指示と条件: 資料の先頭から「[(456, 220)]」を含む行まで（その行も含む）を、列名を「指示文」と「答え」にした2列のCSVに変換してください。1件を1行にし、どちらの値もダブルクォートで囲んだ1つの欄に入れ、改行はスペースに置き換えてください。

与えられた情報:
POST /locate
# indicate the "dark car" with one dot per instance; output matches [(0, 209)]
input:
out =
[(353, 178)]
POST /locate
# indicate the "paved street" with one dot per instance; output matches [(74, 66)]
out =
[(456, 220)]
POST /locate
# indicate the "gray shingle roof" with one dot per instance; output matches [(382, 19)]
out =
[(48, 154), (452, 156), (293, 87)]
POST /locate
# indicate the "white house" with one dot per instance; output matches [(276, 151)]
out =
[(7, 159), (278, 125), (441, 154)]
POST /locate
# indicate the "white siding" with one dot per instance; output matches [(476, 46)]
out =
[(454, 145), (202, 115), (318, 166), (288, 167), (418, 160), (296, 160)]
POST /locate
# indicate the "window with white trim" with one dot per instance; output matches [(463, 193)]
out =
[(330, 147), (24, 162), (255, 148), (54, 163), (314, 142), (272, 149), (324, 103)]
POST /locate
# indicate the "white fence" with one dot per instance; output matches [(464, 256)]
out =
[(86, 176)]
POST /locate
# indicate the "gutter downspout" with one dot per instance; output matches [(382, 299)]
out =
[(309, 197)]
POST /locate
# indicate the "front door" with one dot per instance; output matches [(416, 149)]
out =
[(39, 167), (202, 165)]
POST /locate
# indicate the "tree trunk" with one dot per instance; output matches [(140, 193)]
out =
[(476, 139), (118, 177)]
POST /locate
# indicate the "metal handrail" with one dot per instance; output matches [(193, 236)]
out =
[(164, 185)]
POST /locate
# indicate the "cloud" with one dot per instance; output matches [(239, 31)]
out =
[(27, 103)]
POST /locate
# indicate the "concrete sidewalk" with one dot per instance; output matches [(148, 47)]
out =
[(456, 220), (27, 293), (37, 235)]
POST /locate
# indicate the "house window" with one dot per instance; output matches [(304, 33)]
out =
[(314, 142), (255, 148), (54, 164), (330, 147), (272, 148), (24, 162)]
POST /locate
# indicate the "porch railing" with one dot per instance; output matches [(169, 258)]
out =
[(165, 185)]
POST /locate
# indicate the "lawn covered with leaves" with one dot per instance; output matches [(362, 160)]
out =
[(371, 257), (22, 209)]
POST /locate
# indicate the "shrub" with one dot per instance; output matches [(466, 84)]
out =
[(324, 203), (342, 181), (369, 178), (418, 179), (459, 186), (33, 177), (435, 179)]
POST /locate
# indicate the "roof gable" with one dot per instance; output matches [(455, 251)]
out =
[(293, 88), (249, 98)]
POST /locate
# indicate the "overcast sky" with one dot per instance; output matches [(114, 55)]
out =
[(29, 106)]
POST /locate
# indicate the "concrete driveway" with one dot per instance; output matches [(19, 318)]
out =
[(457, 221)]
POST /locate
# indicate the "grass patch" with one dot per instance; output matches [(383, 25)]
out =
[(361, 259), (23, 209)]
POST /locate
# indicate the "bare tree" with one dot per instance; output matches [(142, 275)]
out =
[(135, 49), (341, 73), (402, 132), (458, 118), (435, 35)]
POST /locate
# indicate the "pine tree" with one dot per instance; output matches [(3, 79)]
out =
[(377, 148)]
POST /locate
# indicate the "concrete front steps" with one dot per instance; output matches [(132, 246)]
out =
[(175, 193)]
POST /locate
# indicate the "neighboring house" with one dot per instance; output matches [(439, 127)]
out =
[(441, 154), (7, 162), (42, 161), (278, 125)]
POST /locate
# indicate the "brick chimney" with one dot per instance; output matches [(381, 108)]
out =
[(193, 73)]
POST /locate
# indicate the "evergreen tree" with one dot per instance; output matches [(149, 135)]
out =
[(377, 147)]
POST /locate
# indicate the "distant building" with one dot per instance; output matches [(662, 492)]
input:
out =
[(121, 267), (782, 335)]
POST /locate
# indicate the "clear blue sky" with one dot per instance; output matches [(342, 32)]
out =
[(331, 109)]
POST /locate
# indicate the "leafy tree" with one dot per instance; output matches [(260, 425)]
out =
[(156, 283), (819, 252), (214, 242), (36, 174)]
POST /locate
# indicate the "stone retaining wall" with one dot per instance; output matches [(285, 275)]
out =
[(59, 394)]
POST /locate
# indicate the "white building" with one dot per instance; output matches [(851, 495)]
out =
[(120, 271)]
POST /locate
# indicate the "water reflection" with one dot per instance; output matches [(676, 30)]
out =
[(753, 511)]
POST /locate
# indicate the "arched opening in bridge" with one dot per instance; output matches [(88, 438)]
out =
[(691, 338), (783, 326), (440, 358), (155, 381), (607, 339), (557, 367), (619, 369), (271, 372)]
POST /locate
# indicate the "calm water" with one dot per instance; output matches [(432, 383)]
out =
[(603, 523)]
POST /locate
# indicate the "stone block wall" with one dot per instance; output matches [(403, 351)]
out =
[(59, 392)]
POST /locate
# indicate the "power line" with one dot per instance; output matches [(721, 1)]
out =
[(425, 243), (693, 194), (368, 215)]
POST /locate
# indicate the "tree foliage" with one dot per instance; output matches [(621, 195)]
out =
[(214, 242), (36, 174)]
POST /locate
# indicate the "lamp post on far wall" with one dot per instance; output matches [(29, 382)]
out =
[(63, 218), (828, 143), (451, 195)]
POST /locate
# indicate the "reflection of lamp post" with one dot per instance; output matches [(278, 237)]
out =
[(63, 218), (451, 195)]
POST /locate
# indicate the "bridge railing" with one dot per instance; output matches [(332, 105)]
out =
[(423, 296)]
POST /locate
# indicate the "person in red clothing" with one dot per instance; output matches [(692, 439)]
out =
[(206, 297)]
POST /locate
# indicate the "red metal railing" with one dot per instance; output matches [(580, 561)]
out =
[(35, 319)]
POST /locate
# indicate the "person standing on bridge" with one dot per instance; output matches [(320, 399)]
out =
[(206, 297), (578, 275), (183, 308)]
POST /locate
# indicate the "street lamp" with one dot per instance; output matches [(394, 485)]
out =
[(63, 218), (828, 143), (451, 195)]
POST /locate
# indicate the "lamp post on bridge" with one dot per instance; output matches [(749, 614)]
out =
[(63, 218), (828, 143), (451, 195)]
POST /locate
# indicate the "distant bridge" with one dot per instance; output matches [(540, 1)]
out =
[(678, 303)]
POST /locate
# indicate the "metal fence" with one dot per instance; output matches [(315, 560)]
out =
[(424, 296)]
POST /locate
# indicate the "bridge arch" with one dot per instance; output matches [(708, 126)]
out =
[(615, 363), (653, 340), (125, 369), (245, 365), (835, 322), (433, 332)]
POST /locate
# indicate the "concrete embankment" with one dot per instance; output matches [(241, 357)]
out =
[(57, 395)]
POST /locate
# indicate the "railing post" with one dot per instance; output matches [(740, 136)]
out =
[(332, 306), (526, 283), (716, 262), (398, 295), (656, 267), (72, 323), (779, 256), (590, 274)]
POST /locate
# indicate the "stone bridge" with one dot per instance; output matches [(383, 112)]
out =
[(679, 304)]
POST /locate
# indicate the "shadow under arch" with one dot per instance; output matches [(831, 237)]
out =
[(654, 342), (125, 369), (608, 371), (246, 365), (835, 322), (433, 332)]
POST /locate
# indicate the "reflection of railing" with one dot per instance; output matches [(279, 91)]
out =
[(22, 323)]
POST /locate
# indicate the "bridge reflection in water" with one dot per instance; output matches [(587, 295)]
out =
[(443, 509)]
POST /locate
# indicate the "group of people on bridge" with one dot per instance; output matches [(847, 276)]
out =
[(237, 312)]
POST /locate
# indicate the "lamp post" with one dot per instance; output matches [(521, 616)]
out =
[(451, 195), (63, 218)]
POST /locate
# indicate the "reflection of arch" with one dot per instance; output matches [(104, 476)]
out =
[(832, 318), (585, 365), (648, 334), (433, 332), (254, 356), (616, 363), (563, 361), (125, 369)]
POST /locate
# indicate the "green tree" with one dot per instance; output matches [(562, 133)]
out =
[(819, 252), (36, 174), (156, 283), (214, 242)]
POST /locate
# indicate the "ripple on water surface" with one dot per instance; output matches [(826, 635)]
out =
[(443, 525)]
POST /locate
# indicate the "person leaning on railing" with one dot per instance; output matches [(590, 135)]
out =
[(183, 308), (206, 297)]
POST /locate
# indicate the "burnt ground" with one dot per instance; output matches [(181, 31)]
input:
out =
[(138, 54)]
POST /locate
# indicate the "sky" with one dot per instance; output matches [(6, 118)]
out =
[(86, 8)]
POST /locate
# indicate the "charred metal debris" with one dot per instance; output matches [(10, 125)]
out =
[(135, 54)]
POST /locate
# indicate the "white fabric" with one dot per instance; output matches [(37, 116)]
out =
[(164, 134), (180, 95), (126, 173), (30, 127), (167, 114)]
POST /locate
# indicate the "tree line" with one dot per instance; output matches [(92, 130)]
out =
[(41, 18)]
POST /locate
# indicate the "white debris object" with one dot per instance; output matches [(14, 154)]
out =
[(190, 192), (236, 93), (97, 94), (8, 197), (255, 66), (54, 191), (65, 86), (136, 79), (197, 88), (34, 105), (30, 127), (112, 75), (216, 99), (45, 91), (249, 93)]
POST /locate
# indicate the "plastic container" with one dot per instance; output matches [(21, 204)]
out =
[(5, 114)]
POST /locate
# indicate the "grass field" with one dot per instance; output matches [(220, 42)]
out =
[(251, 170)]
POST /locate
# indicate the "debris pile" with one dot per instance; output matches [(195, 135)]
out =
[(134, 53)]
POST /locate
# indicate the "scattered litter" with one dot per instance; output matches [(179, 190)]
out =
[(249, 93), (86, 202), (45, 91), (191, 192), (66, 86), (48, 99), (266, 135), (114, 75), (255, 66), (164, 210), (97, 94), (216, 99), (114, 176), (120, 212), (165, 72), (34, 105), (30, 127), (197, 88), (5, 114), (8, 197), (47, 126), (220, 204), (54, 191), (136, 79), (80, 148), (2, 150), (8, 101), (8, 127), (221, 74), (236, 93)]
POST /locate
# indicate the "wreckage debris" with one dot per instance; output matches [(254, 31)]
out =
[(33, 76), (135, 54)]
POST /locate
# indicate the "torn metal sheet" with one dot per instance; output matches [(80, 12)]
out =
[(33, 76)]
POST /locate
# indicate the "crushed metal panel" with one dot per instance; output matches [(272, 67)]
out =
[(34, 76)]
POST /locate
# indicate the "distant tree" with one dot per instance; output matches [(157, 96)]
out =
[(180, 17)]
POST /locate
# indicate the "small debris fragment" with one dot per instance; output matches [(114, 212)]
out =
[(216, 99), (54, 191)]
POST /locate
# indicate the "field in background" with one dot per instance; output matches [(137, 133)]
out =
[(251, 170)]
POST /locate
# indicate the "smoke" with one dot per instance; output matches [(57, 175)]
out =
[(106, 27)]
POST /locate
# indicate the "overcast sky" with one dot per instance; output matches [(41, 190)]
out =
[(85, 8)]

解答:
指示文,答え
"POST /locate # indicate the ""dark car"" with one dot per instance; output matches [(0, 209)] input: out =","[(353, 178)]"
"POST /locate # indicate the ""paved street"" with one dot per instance; output matches [(74, 66)] out =","[(456, 220)]"